Founded in 2017 by industry veterans Dave Bialek and Amish Shah, ReKTGlobal has focused on helping endemic and non-endemic brands authentically activate within the gaming and esports industries. With its proven and experienced leadership team, ReKTGlobal is uniquely positioned to help brands engage the esports and creator markets through services including content creation, paid media, marketing, influencer activation, fan relationship building and monetization, and more. This acquisition aims to consolidate ReKT's entertainment and esports business into Infinite Reality's already impressive offering of creative tools covering social, gaming, virtual and remote production, NFT minting, content, and Metaverse creation.
As part of the deal, Infinite Reality will integrate ReKT's four key business divisions, which include esports franchises, marketing and partnership services, talent management, and technology products. Infinite Reality's comprehensive vision is bolstered by ReKt's previous acquisitions of content creation and marketing company Greenlit Content; renowned digital media agency Fearless Media; fan engagement and monetization platform FullCube, and digital talent management company TalentX Entertainment. Additionally, ReKTGlobal stands at the forefront of competitive global esports, thanks to its ownership of League of Legends LEC champions Team Rogue and Call of Duty League's London Royal Ravens. ReKTGlobal currently has offices in New York, Los Angeles, Las Vegas, Charlotte, London, and Berlin. Investors in ReKTGlobal include the band Imagine Dragons, Nick Gross, son of billionaire investor Bill Gross, DJ Steve Aoki, and Summit Partners, to name a few.

MATERIAL SUPPLIED —
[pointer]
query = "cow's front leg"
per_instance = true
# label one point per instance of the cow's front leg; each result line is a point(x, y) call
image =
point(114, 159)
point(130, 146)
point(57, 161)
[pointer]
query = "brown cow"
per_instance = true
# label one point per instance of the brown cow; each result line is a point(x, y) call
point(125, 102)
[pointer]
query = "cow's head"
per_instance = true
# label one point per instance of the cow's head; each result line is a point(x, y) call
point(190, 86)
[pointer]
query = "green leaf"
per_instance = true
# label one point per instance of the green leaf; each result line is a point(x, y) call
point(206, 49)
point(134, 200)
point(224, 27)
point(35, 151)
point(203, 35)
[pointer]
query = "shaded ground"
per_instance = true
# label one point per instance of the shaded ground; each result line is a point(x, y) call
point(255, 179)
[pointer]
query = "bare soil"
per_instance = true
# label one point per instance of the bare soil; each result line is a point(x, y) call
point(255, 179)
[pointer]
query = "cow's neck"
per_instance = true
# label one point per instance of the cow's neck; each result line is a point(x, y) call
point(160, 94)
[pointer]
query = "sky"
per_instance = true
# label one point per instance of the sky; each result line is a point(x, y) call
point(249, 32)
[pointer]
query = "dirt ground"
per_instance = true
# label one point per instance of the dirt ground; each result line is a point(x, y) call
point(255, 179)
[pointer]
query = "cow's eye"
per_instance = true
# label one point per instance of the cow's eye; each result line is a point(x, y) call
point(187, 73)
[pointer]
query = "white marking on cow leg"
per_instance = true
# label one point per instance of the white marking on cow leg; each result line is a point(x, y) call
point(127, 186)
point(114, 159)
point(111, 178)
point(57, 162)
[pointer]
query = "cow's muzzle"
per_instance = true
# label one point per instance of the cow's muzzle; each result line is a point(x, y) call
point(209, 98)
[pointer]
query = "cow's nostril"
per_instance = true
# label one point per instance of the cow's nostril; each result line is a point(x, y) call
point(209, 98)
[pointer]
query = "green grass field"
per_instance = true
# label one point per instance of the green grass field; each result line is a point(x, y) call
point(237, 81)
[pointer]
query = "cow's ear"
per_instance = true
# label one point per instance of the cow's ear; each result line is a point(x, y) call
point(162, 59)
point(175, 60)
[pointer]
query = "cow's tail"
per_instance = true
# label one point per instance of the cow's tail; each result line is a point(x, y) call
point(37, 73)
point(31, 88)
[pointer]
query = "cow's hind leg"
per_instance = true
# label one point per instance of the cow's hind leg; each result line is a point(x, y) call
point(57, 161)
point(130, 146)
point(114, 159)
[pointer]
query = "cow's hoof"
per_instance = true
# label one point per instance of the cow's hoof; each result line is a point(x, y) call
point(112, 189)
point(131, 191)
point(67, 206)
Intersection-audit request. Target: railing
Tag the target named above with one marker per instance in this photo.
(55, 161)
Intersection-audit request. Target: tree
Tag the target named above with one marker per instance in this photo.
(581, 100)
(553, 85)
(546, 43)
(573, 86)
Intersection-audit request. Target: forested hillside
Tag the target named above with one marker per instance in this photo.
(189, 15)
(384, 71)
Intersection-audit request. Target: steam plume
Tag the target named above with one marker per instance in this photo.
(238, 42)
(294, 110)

TASKS TO PERFORM —
#1 Answer these from the passage on ReKTGlobal:
(a) In what year was ReKTGlobal founded, and by whom?
(b) Which two esports teams does ReKTGlobal own?
(c) In which cities does ReKTGlobal currently have offices?
#2 Write the next part of the passage on ReKTGlobal, starting after its final sentence.

RESULTS BY TASK —
#1
(a) It was founded in 2017 by Dave Bialek and Amish Shah.
(b) It owns Team Rogue, the League of Legends LEC champions, and the Call of Duty League's London Royal Ravens.
(c) It has offices in New York, Los Angeles, Las Vegas, Charlotte, London, and Berlin.

#2
"This acquisition is another step in our journey towards becoming the leading Metaverse Entertainment company in the world," said Infinite Reality CEO John Acunto. "The synergies across our combined business units from content creation to Web3 entertainment to APIs and more are awe inspiring. We look forward to working with ReKTGlobal's senior leadership to integrate our valuable combined assets and accelerate Infinite Reality's growth."
"We are extremely excited to announce this acquisition to all of our investors, employees, and clients, as well as all Rogue and Royal Raven fans around the world," said Amish Shah, ReKTGlobal Founder and Chairman. "Our journey does not end today. We are beginning the next chapter in our evolution into the Metaverse. The explosive combination of our shared collective assets together creates a dominant, unstoppable force in the marketplace."
By integrating the two companies' robust assets, Infinite Reality further establishes its place at the forefront of creator empowerment and Metaverse opportunities.
"We believe that the future of business, entertainment, socializing, and learning will be conducted in digital environments and that iR is the company that will bring it all to life," said ReKTGlobal co-founder and CEO Dave Bialek. "We will employ the incredible 150,000 square foot production facilities at Thunder Studios to create the digital twins of our gaming and creator brands, as well as the many businesses, municipalities, and brands who also wish to take the transformative step. With many thanks to John Acunto and Rodric David and the many brilliant and creative minds at iR who recognized the synergies between our companies and quickly and innovatively snapped the pieces together."
Infinite Reality previously announced it entered into a definitive merger agreement with NYSE-listed Universal Security Instruments, Inc. (NYSE: UUU) and secured a Standby Equity Purchase Agreement with Yorkville Advisors Global, LP for up to $200 million upon completion of the merger with Universal Security Instruments. Completion of the announced merger with Universal Security Instruments remains subject to approval by shareholders of both Infinite Reality and Universal, as well as clearance by the Securities and Exchange Commission and NYSE stock exchange listing.
Cowen is serving as exclusive financial advisor to ReKTGlobal and O'Melveny is serving as legal counsel to ReKTGlobal.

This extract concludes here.